[AIM OF THE TASK] Repeat the listing below verbatim, preserving every line without alteration.

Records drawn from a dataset

— START —

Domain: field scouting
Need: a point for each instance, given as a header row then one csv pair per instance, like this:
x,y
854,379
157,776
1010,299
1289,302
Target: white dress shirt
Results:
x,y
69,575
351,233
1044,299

— END —

[SOLUTION FOR THIS PROBLEM]
Domain: field scouting
Need: a point for each instance, given as a header row then one csv pair per instance, like this:
x,y
854,379
157,776
1010,299
1289,302
Target: white dress shirt
Results:
x,y
69,575
351,233
1044,299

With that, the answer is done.